» **What you have to do**: Update the data below by swapping every "wet black fur" for "damp dark fur" and keeping everything else the same. Leave the pictures out of your answer.

» **Extracted records**:

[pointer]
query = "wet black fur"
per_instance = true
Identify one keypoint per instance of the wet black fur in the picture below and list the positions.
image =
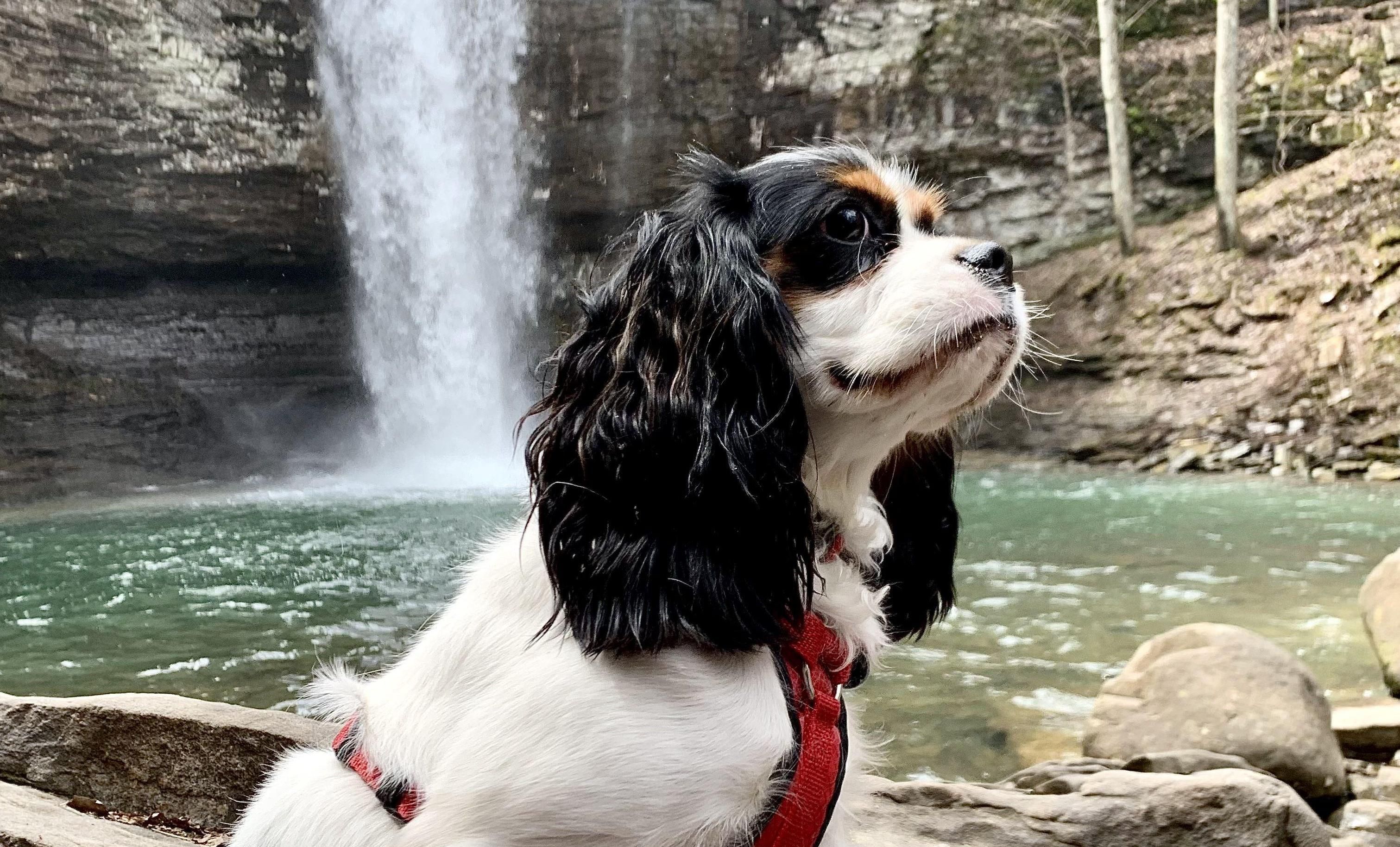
(667, 467)
(916, 488)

» **Solution below**:
[pointer]
query = "damp dark fur"
per_instance = true
Identify one keypoint per instance of the damp dark fur in the picture below and list the positions.
image =
(667, 467)
(916, 488)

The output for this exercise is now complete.